• [Stored data]:
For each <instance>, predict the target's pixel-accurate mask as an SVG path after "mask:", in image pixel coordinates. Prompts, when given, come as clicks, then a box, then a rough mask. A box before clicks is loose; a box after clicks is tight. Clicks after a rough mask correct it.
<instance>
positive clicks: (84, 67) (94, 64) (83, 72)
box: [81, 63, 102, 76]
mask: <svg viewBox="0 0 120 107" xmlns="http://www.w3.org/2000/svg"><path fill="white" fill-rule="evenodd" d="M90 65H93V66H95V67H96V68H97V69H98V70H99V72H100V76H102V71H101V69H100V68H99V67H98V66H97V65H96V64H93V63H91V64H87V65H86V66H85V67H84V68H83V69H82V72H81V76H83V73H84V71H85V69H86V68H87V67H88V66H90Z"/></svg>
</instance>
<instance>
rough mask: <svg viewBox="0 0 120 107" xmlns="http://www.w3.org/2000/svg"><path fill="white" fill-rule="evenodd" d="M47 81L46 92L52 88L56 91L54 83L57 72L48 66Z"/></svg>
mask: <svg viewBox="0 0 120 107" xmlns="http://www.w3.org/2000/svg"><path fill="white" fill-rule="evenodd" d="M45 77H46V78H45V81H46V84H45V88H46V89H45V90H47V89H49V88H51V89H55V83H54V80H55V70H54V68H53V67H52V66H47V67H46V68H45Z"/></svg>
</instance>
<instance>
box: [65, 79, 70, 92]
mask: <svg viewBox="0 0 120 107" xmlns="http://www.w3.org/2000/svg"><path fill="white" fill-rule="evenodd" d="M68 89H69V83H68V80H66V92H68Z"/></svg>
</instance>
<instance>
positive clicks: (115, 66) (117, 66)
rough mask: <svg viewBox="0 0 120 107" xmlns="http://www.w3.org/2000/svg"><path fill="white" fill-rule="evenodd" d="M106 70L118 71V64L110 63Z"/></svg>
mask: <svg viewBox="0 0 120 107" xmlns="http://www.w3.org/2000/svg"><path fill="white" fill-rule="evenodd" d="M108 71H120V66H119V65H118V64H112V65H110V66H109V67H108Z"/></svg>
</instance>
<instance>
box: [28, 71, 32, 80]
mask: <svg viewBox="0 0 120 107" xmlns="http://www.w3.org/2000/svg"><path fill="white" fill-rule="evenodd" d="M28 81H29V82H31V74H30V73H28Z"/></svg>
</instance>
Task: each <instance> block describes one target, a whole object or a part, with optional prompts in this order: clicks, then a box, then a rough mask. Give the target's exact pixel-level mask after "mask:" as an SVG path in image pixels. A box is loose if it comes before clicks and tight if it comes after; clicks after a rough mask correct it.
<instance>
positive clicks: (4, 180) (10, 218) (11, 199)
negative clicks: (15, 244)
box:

• [TASK ITEM]: Copy out every entry above exactly.

• [ANSWER SECTION]:
For each <instance>, predict the target's pixel-accurate mask as an SVG path after "mask:", in image pixel coordinates. Prompts, when given, come as clicks, then a box, then a rough mask. A box before clicks is loose; a box after clicks is tight. Clicks after a rough mask correct it.
<instance>
positive clicks: (84, 67) (94, 64) (83, 72)
box: [81, 63, 102, 76]
mask: <svg viewBox="0 0 120 107" xmlns="http://www.w3.org/2000/svg"><path fill="white" fill-rule="evenodd" d="M90 65H93V66H95V67H96V68H97V69H98V70H99V72H100V76H102V71H101V69H100V68H99V67H98V66H97V65H96V64H93V63H91V64H87V65H86V66H85V67H84V68H83V69H82V72H81V76H83V73H84V71H85V69H86V68H87V67H88V66H90Z"/></svg>
</instance>
<instance>
rough mask: <svg viewBox="0 0 120 107" xmlns="http://www.w3.org/2000/svg"><path fill="white" fill-rule="evenodd" d="M47 81L46 92L52 88L56 91L54 83L57 72L48 66Z"/></svg>
mask: <svg viewBox="0 0 120 107" xmlns="http://www.w3.org/2000/svg"><path fill="white" fill-rule="evenodd" d="M45 77H46V78H45V81H46V84H45V88H46V89H45V90H47V89H49V88H51V89H55V83H54V80H55V70H54V68H53V67H52V66H47V67H46V68H45Z"/></svg>
</instance>
<instance>
box: [65, 79, 70, 92]
mask: <svg viewBox="0 0 120 107" xmlns="http://www.w3.org/2000/svg"><path fill="white" fill-rule="evenodd" d="M68 89H69V83H68V80H66V92H68Z"/></svg>
</instance>
<instance>
positive clicks: (115, 66) (117, 66)
rough mask: <svg viewBox="0 0 120 107" xmlns="http://www.w3.org/2000/svg"><path fill="white" fill-rule="evenodd" d="M106 70L118 71V64L110 63Z"/></svg>
mask: <svg viewBox="0 0 120 107" xmlns="http://www.w3.org/2000/svg"><path fill="white" fill-rule="evenodd" d="M108 71H120V66H119V65H118V64H112V65H110V66H109V67H108Z"/></svg>
</instance>
<instance>
box: [28, 71, 32, 80]
mask: <svg viewBox="0 0 120 107" xmlns="http://www.w3.org/2000/svg"><path fill="white" fill-rule="evenodd" d="M28 81H29V82H31V74H30V73H28Z"/></svg>
</instance>
Task: each <instance> block describes one target, a whole object or a part, with optional prompts in this order: clicks, then a box, then a rough mask. Give the target's exact pixel-level mask after "mask:" as an SVG path in image pixels. A box is loose if it comes before clicks and tight if it comes after; clicks after a rough mask correct it.
<instance>
positive clicks: (4, 180) (10, 218) (11, 199)
negative clicks: (15, 244)
box:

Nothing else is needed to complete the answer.